• **What the task asks**:
Answer these questions from the text below on mortgage rates:
1. To what level did the Federal Reserve cut its benchmark interest rate when the pandemic struck?
2. What average 30-year fixed mortgage rate did Bankrate report as of Wednesday?
3. What did Fannie Mae predict the 30-year fixed mortgage rate would average in 2023?
[Opening Quoted passage section]
When the pandemic struck two years ago, the Federal Reserve used nearly every lever at its disposal to combat the COVID-19 recession. That included cutting its benchmark interest rate to zero. Lower interest rates incentivized businesses to invest and borrow cheap money. It also encouraged buyers—enticed by record low mortgage rates—to jump into the housing market.
That’s all behind us now. The Federal Reserve has moved its focus from helping the economy recover to getting inflation under control. Last week, the central bank raised rates for the first time since 2018. In anticipation of the hike, the average 30-year fixed mortgage rate spiked from 3.11% in December to 4.16% as of last week, according to Freddie Mac. That upward swing isn’t over yet: Bankrate reports that as of Wednesday, the average 30-year fixed mortgage rate is 4.52%. (We won’t get the official number from Freddie Mac until Friday).
The real estate industry knew higher mortgage rates were coming—but they didn’t expect it to be this high. Indeed, heading into the year, Fannie Mae predicted that the 30-year fixed mortgage rate would average 3.3% in 2022 and 3.5% in 2023.
[Closing Quoted passage section]
[Opening Supplied material section]
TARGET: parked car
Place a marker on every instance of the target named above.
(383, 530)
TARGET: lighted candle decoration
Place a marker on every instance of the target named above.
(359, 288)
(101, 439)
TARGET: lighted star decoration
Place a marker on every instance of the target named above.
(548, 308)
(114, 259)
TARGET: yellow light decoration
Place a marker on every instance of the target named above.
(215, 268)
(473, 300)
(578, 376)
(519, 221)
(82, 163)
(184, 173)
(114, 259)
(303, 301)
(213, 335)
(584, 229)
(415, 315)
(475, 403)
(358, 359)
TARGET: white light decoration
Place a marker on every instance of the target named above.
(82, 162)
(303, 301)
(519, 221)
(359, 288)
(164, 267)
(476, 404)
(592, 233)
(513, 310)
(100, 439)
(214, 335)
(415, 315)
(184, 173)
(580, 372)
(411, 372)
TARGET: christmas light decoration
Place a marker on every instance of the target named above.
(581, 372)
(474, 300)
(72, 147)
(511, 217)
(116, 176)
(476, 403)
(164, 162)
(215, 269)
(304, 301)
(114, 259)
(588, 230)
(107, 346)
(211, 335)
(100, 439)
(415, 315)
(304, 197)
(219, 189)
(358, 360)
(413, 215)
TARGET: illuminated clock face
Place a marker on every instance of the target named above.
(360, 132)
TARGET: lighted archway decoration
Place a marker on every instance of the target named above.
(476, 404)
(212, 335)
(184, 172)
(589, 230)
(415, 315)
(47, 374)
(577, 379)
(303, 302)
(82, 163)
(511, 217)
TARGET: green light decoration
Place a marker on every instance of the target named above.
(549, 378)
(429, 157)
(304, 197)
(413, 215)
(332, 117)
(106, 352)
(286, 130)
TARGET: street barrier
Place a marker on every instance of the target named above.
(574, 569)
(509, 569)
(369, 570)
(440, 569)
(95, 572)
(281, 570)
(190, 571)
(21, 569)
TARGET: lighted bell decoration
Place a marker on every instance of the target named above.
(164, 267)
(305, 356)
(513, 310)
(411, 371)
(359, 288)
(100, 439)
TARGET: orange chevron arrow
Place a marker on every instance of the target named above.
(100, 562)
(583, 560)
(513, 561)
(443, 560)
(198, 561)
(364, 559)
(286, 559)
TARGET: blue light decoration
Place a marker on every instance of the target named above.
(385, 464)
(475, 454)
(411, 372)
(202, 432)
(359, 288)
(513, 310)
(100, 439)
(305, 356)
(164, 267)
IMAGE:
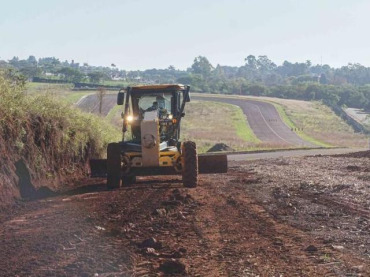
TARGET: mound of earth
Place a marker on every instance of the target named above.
(220, 147)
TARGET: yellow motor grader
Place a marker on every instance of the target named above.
(151, 139)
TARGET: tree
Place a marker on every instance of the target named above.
(202, 67)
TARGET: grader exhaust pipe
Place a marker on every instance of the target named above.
(152, 115)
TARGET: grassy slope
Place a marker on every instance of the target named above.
(320, 125)
(210, 123)
(53, 138)
(60, 90)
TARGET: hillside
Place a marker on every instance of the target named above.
(44, 142)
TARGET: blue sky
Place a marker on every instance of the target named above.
(146, 34)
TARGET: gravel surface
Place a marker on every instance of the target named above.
(297, 216)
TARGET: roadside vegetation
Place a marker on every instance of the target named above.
(209, 123)
(51, 138)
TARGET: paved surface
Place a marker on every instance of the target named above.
(262, 117)
(264, 120)
(304, 216)
(290, 153)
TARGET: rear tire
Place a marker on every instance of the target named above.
(128, 181)
(113, 166)
(190, 165)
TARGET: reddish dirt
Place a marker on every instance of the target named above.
(303, 216)
(264, 120)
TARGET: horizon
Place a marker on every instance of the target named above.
(140, 35)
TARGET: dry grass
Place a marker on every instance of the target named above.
(320, 124)
(208, 123)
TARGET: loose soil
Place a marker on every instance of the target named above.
(303, 216)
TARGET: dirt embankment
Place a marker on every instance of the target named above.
(44, 143)
(305, 216)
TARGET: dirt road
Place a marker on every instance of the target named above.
(90, 103)
(298, 216)
(262, 117)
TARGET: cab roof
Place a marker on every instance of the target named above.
(157, 87)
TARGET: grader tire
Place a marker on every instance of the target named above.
(128, 181)
(190, 166)
(113, 166)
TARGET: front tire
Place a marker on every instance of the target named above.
(190, 164)
(113, 166)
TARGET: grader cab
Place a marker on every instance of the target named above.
(151, 139)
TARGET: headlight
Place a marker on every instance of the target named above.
(129, 118)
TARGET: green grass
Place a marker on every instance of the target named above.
(34, 88)
(324, 127)
(241, 125)
(73, 96)
(48, 133)
(284, 117)
(208, 123)
(319, 123)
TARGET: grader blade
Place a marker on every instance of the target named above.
(208, 164)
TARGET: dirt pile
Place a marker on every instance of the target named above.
(220, 147)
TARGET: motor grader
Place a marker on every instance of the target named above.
(151, 143)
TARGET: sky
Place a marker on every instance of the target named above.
(145, 34)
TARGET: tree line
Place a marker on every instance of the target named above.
(348, 85)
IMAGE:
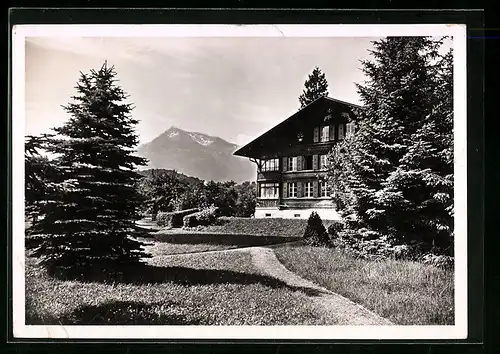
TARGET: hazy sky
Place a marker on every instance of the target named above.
(235, 88)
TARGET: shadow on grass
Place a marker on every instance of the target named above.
(222, 239)
(117, 313)
(148, 274)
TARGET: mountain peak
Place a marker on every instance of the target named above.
(196, 154)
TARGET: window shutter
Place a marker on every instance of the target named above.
(315, 162)
(331, 132)
(315, 189)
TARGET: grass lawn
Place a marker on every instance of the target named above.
(203, 289)
(167, 248)
(407, 293)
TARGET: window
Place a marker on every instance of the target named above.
(308, 162)
(270, 165)
(292, 164)
(292, 190)
(308, 190)
(349, 130)
(323, 189)
(269, 190)
(341, 131)
(325, 133)
(323, 162)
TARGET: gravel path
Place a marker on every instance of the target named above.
(344, 310)
(341, 309)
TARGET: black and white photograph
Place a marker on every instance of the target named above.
(242, 182)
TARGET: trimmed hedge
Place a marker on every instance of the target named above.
(202, 218)
(175, 218)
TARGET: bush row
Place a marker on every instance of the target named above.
(205, 217)
(175, 218)
(364, 244)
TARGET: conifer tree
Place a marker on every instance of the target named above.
(37, 171)
(316, 86)
(393, 176)
(89, 217)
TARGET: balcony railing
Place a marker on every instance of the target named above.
(267, 203)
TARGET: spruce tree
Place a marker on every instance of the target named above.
(37, 170)
(316, 86)
(389, 170)
(89, 217)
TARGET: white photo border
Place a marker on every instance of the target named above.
(457, 331)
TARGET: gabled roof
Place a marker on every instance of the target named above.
(247, 149)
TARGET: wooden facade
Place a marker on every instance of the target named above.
(291, 158)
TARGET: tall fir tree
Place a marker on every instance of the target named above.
(316, 86)
(394, 174)
(37, 169)
(89, 218)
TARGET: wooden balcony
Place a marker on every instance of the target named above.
(268, 176)
(267, 203)
(309, 174)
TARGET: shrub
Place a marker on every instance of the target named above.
(175, 218)
(334, 229)
(315, 234)
(205, 217)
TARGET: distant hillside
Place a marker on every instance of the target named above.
(198, 155)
[Closing Supplied material section]
• **Your solution**:
1. Zero.
2. 4.52%.
3. 3.5%.